◆ **LISTED RECORDS**:
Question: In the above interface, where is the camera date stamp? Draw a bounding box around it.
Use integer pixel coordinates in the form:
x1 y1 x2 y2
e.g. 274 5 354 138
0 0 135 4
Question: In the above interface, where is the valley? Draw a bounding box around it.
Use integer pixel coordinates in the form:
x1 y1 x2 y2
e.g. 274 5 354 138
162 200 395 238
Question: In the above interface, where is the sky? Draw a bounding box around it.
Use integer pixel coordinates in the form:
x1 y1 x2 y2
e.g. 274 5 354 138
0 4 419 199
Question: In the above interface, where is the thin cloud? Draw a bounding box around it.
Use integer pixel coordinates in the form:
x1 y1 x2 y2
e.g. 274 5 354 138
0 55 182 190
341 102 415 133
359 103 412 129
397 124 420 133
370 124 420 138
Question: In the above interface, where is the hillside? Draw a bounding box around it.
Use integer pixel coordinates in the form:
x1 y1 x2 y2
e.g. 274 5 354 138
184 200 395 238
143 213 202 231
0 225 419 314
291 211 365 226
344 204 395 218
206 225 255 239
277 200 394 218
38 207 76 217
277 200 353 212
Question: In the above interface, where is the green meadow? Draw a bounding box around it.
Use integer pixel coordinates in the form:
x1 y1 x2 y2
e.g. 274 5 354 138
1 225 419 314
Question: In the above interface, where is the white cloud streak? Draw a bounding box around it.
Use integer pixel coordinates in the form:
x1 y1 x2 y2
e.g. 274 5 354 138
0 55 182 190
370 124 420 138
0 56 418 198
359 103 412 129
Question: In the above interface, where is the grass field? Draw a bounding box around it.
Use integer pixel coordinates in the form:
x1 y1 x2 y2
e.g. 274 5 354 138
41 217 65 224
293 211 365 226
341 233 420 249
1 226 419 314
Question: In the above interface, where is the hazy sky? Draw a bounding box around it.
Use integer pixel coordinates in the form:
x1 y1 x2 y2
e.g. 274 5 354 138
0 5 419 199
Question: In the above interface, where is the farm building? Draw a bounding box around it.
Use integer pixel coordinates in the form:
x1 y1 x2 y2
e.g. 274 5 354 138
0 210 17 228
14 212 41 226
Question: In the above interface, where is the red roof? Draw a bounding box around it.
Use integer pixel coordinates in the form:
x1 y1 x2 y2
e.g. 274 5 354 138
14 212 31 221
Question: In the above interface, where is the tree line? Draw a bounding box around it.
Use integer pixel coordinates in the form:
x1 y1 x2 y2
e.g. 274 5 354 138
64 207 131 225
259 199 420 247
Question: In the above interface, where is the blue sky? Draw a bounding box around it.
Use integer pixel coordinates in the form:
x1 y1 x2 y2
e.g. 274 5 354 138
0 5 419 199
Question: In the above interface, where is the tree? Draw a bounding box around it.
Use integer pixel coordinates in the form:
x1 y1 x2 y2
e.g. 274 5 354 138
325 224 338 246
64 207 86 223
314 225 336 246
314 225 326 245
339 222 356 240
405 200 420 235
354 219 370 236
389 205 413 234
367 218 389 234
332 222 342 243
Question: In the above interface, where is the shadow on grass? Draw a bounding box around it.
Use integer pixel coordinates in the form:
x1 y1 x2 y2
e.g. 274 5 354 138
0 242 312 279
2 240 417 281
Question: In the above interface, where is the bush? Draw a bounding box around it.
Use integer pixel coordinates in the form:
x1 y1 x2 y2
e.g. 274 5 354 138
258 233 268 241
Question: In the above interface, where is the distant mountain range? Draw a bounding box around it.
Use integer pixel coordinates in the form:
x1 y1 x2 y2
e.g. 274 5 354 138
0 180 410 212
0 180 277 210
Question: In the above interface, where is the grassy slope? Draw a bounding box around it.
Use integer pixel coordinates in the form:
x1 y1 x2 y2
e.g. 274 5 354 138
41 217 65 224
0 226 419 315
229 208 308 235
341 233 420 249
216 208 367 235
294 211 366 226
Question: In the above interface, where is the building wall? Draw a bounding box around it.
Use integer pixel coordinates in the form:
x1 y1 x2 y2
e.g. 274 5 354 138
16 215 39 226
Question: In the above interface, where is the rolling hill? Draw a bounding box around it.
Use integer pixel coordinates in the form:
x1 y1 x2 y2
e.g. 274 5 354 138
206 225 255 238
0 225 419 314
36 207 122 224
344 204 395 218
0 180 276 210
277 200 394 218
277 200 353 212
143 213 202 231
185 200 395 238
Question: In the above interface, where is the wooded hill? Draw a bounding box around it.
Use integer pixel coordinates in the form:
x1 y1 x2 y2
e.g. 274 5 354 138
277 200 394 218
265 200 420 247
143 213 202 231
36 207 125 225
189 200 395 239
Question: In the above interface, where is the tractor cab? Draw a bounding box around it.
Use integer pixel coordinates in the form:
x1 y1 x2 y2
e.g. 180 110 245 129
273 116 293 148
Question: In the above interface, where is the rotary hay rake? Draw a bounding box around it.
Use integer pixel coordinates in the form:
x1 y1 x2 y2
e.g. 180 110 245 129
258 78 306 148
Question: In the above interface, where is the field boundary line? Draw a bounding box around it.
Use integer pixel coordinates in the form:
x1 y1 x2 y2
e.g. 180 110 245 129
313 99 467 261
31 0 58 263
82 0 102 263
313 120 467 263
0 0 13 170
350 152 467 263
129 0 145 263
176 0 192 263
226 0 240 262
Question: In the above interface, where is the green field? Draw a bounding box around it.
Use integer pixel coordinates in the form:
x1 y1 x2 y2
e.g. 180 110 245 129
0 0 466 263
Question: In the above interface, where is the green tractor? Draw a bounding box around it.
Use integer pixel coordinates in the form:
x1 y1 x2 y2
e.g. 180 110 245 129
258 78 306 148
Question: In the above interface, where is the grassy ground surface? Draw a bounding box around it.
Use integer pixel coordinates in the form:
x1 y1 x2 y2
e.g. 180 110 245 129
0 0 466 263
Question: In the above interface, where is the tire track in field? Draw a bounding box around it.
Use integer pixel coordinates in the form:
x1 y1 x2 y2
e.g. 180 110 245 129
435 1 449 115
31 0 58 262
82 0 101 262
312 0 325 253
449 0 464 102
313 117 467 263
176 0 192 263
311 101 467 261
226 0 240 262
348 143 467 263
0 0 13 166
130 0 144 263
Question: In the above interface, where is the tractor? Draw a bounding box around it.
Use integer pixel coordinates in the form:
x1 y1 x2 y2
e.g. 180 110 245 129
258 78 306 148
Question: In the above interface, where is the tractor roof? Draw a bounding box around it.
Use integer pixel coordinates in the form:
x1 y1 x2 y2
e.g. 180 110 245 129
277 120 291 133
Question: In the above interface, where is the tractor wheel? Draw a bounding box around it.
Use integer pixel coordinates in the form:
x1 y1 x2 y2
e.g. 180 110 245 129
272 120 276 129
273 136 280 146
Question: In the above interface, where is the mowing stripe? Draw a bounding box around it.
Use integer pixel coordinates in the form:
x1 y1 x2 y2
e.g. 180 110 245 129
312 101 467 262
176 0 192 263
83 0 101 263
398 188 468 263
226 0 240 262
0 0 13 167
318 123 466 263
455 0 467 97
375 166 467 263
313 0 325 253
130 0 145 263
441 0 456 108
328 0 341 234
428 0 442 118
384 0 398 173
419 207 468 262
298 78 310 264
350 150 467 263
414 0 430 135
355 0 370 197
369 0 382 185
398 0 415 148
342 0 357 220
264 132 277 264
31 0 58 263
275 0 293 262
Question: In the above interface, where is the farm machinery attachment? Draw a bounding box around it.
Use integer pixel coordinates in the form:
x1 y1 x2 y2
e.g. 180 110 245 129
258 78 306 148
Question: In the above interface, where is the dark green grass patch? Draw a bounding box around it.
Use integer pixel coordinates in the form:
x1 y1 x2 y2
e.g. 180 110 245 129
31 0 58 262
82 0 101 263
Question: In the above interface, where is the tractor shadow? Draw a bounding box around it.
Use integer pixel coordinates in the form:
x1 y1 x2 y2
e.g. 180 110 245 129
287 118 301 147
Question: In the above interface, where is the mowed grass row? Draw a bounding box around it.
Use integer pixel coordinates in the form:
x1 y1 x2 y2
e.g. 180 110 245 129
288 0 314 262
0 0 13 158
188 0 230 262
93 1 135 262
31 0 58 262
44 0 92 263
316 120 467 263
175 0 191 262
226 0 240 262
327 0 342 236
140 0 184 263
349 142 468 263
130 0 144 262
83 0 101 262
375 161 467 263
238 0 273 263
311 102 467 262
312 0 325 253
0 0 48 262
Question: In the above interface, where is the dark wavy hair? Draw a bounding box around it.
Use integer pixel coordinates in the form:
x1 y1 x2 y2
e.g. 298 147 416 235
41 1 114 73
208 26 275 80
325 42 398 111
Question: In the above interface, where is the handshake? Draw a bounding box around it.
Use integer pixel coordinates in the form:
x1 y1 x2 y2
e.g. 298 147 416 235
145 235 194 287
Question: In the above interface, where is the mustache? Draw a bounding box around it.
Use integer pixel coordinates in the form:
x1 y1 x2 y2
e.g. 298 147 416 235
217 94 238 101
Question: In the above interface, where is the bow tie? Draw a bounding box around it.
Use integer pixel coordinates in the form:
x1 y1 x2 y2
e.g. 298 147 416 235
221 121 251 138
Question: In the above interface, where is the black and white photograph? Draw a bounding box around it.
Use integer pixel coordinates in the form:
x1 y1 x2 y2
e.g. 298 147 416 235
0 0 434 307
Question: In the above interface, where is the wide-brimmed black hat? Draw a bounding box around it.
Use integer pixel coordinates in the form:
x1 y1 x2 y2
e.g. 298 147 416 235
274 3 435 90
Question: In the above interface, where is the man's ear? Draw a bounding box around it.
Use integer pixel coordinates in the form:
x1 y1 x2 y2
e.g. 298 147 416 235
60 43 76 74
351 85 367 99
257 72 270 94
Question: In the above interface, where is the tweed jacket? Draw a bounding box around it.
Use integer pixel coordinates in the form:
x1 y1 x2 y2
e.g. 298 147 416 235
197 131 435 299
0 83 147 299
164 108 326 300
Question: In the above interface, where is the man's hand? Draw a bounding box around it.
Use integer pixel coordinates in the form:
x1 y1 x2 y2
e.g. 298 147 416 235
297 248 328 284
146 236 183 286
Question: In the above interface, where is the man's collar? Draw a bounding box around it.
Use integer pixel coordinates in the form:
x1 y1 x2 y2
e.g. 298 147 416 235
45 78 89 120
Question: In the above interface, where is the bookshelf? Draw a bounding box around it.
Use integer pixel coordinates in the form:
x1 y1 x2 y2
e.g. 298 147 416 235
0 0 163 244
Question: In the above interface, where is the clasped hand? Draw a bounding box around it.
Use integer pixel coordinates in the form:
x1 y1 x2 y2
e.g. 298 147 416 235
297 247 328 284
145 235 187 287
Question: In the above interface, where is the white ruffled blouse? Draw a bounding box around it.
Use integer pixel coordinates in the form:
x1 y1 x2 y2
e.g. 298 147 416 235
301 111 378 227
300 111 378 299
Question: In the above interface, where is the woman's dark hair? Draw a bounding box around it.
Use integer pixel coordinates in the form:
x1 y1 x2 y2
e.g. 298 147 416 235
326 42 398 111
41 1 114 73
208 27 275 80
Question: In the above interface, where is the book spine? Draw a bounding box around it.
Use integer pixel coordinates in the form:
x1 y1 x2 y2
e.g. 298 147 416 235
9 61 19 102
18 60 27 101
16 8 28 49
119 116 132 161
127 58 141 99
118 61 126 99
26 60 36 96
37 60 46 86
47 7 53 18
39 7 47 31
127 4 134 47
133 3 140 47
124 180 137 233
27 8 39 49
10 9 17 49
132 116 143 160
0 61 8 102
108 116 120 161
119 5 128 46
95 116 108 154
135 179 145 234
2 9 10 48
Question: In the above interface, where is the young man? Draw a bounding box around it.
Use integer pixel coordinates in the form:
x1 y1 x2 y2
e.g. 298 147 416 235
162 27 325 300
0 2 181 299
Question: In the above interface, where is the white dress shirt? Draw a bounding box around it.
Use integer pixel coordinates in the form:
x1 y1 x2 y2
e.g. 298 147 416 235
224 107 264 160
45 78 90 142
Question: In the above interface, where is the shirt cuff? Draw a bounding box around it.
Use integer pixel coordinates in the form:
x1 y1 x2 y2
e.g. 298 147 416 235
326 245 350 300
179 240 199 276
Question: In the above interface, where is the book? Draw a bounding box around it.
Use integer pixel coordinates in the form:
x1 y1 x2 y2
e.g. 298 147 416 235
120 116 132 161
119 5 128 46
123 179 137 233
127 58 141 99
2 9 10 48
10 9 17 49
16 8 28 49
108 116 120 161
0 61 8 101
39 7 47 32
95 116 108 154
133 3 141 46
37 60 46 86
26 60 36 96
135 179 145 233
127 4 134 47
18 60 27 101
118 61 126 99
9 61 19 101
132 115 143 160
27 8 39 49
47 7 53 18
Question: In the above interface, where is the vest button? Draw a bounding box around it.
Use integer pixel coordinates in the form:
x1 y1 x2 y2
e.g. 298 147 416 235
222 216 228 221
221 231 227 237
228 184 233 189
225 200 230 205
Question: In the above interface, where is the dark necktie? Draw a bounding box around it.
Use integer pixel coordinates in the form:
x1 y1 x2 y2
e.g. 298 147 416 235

◆ **TASK BRIEF**:
Select and copy every line of the material that holds the string "shadow".

◆ **FINAL ANSWER**:
Question: In the above interface, where is the shadow on grass? Draw a bounding box around it.
Question: In the above interface, where is the tractor shadow? Draw a bounding box around it.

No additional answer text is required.